#### DATA EXTRACT ####
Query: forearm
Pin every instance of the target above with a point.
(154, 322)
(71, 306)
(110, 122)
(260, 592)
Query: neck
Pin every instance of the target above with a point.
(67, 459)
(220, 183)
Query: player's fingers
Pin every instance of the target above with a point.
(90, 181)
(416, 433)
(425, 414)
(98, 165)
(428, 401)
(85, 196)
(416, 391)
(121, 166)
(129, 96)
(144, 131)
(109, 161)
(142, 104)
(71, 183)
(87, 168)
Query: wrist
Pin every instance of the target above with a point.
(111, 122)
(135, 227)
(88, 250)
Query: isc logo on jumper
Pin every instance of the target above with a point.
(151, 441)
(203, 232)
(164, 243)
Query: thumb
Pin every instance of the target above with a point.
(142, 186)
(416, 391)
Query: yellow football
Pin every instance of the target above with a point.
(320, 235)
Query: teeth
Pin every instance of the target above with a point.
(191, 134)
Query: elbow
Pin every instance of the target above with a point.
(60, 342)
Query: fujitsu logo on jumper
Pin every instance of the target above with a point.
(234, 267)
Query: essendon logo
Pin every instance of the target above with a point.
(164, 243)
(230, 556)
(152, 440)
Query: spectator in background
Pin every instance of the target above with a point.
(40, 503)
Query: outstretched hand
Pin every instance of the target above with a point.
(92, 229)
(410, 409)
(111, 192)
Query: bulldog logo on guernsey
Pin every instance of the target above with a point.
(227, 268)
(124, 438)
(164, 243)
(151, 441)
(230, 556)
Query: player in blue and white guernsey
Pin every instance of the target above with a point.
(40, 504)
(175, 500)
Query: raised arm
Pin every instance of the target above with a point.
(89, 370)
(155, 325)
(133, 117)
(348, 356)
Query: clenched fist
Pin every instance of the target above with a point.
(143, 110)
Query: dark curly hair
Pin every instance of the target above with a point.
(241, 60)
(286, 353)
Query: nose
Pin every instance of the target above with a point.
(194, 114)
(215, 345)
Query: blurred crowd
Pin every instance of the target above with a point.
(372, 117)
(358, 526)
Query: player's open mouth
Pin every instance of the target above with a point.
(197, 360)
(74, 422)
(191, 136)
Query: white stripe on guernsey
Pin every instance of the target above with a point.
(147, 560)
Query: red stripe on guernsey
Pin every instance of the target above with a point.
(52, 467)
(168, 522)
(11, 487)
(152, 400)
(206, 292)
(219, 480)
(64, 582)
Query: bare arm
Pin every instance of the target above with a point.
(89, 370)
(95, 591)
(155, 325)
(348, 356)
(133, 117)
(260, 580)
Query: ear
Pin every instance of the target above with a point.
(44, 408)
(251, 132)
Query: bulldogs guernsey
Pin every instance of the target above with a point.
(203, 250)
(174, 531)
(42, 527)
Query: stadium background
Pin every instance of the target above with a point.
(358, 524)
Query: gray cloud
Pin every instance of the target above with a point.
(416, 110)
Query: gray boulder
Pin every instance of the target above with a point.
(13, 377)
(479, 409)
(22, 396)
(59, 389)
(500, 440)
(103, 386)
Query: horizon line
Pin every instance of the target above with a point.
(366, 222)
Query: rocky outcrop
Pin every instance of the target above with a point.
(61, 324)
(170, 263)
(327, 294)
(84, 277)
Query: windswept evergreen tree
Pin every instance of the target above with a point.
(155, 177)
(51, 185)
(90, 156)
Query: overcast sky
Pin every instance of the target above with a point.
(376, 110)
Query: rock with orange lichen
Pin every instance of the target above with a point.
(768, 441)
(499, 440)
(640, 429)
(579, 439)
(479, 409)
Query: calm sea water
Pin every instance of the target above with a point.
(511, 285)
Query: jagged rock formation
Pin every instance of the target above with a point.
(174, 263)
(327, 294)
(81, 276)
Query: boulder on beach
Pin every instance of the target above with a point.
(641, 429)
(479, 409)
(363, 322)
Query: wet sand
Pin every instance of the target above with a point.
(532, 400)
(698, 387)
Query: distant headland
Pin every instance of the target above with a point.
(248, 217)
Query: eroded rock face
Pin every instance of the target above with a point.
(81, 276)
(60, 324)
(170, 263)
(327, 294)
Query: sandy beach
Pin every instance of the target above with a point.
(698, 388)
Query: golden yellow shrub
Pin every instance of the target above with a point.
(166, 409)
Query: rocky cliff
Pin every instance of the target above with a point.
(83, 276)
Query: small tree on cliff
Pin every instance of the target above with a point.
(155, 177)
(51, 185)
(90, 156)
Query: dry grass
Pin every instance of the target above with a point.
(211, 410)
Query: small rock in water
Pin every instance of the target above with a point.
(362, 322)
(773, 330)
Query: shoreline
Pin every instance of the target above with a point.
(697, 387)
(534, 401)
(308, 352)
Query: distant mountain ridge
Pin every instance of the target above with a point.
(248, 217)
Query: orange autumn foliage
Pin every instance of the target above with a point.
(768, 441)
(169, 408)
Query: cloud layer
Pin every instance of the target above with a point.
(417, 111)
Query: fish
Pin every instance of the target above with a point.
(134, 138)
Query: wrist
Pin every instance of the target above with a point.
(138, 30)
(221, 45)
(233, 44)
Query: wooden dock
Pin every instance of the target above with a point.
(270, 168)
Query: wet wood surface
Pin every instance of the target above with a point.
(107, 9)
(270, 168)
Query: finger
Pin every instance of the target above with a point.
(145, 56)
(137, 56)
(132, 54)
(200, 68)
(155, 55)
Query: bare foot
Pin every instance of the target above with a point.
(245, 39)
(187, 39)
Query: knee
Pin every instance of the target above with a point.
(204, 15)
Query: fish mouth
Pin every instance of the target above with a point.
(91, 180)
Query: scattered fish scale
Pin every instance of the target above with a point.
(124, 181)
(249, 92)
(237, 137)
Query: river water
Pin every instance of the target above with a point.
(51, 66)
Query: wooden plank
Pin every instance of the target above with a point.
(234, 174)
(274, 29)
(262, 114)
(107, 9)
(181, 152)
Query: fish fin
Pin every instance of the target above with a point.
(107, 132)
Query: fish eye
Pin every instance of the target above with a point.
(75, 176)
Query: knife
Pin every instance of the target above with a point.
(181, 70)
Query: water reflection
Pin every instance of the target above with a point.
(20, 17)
####
* [ASSIGNMENT]
If a line falls between the first line of the entries and the line containing "Query: player's fingers", or is one of those two, restate it word for word; leave all other lines out.

* [TASK RESPONSE]
Query: forearm
Pin every instance of the target above with a point.
(154, 322)
(71, 306)
(110, 122)
(260, 592)
Query: neck
Pin every instance of the target above with a point.
(67, 459)
(220, 183)
Query: player's fingers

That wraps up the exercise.